TEXT PASSAGE -

Judge: Colin Leis, Case: 22AHCV00273, Date: 2022-08-03 Tentative Ruling



Case Number: 22AHCV00273    Hearing Date: August 3, 2022    Dept: 3

 

SUPERIOR COURT OF CALIFORNIA

COUNTY OF LOS ANGELES – NORTHEAST DISTRICT

DEPARTMENT 3

 

 

OSAZONAMEN J. IGBINOSUN ,

 

Plaintiff,

 

 

vs.

 

 

UNITED SERVICES AUTOMOBILE ASSOCIATION , et al.,

 

Defendants.

Case No.:

22AHCV00273

 

 

Hearing Date:

August 3, 2022

 

 

Time:

8:30 a.m.

 

 

 

[TENTATIVE] ORDER RE:

 

 

DEFENDANT UNITED SERVICES AUTOMOBILE ASSOCIATION’S DEMURRER TO PLAINTIFF’S COMPLAINT

 

 

MOVING PARTY:                Defendant United Services Automobile Association

 

RESPONDING PARTY:       Plaintiff Osazonamen Igbinosun

Defendant United Services Automobile Association’s Demurrer to Plaintiff’s Complaint

The court considered the moving papers, opposition, and reply filed in connection with this motion.

PROVIDED DATA -
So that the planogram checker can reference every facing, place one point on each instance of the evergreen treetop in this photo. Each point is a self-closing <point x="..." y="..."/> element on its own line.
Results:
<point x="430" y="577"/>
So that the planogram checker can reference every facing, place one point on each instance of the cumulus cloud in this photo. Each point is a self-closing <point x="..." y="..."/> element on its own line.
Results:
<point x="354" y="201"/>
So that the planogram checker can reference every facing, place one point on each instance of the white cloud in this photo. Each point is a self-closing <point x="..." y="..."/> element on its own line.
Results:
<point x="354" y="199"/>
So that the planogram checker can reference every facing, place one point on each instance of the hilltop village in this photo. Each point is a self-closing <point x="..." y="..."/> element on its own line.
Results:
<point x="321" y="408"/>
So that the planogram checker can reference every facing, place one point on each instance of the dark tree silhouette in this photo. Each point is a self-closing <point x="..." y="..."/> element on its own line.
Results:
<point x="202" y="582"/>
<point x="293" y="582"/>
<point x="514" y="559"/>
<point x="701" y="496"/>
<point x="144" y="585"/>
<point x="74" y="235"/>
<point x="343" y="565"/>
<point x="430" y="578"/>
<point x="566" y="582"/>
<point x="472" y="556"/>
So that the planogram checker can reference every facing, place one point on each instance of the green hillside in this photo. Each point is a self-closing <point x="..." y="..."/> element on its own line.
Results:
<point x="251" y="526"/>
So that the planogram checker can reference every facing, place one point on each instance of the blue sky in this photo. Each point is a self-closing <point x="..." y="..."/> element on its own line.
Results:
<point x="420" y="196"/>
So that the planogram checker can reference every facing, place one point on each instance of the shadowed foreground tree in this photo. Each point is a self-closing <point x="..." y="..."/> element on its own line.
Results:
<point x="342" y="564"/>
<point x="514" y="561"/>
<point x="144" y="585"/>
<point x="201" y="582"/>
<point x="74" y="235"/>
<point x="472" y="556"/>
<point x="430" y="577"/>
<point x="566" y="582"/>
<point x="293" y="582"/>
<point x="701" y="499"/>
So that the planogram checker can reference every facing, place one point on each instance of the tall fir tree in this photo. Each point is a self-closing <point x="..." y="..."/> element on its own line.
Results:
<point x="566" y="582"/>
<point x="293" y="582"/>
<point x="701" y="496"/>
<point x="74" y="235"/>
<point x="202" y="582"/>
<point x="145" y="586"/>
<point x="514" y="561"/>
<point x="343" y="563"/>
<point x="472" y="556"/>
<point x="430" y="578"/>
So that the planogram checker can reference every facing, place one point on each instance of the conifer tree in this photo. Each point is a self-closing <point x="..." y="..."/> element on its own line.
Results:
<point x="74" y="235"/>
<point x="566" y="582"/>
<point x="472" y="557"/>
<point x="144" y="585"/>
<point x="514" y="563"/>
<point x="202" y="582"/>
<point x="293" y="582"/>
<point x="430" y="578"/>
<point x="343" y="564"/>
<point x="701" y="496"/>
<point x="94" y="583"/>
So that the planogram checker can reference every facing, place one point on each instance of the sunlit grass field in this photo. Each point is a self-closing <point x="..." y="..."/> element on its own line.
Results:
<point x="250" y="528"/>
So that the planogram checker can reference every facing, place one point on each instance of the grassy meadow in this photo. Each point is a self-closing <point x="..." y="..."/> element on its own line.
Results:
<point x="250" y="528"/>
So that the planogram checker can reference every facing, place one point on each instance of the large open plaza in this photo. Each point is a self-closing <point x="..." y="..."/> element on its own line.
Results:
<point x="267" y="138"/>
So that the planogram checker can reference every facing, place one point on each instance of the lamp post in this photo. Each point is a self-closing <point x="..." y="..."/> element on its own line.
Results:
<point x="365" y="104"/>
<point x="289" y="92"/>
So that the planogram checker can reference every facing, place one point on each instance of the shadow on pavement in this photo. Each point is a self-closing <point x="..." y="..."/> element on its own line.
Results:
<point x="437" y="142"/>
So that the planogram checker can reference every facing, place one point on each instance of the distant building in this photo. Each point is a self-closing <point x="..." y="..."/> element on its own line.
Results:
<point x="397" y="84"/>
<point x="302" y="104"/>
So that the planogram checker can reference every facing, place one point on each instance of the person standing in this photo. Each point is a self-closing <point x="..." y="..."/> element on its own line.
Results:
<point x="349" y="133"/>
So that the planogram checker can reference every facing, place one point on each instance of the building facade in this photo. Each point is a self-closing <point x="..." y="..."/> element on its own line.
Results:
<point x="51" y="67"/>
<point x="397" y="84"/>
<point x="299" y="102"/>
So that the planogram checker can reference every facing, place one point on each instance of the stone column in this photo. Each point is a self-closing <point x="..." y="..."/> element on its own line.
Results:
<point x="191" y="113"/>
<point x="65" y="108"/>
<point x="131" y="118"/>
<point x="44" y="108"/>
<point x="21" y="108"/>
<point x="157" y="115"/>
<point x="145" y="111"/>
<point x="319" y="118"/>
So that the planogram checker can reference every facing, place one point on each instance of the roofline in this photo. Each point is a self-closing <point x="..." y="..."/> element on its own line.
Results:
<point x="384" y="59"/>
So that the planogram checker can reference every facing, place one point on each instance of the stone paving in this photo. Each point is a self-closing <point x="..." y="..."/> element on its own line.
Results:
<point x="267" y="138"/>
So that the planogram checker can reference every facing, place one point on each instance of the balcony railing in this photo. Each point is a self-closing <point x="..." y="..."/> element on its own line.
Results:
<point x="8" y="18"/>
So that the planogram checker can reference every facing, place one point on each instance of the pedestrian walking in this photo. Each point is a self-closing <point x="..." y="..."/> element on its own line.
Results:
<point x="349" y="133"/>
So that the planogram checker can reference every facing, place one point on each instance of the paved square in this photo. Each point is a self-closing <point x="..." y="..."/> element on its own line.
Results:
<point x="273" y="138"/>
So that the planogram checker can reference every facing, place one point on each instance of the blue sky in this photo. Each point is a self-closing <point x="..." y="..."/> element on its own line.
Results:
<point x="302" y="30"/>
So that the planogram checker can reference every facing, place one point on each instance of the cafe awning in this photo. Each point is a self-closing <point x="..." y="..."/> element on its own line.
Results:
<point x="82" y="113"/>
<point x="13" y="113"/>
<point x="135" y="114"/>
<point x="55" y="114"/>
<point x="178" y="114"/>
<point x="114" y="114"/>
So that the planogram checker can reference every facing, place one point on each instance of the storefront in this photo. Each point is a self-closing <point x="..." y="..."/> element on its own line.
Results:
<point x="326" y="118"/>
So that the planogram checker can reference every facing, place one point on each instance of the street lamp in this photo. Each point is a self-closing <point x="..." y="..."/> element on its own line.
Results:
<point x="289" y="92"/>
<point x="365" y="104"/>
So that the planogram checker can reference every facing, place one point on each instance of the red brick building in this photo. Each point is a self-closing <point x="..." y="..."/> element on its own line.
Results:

WORK INSTRUCTIONS -
**1)** In the tentative ruling on the demurrer, which party is listed as the moving party?
**2)** Continue the tentative ruling on the demurrer, starting after its final sentence.

ANSWERS BELOW -
**1)** Defendant United Services Automobile Association

**2)**
 

BACKGROUND

            Plaintiff Osazonamen J. Igbinosun filed this action on May 12, 2022 against Defendant United Services Automobile Association. The complaint asserts causes of action for (1) breach of contract and (2) breach of the implied covenant of good faith and fair dealing. Plaintiff alleges that as an insured under a renter’s insurance policy issued by Defendant, she was entitled to defense coverage when she was sued over a dispute with a neighbor (Train v. Igbinosun, Case No. 22STCV02661). However, Defendant denied Plaintiff’s tender and has refused to defend Plaintiff in the underlying lawsuit.   

            Defendant now demurs to each cause of action on the basis that each fails to state facts sufficient to constitute a cause of action.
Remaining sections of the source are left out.